● Records supplied
....................
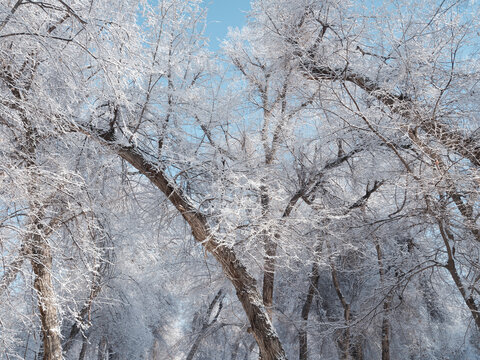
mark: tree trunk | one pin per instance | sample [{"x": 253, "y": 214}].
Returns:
[
  {"x": 386, "y": 307},
  {"x": 42, "y": 267},
  {"x": 452, "y": 269},
  {"x": 312, "y": 288},
  {"x": 207, "y": 324},
  {"x": 344, "y": 340},
  {"x": 245, "y": 285}
]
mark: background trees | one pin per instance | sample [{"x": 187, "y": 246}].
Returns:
[{"x": 326, "y": 167}]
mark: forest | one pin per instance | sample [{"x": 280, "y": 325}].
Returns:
....................
● Brief
Your reply should restate the data above word for word and contain no pictures.

● Expected answer
mark: tree trunk | one pin per instance | sample [{"x": 253, "y": 214}].
Returns:
[
  {"x": 386, "y": 307},
  {"x": 42, "y": 267},
  {"x": 452, "y": 269},
  {"x": 312, "y": 288},
  {"x": 207, "y": 324},
  {"x": 344, "y": 340},
  {"x": 245, "y": 285}
]
mark: background trees | one pin per instance | sample [{"x": 187, "y": 246}].
Returns:
[{"x": 326, "y": 167}]
mark: forest | one pin per instance | sample [{"x": 280, "y": 325}].
Returns:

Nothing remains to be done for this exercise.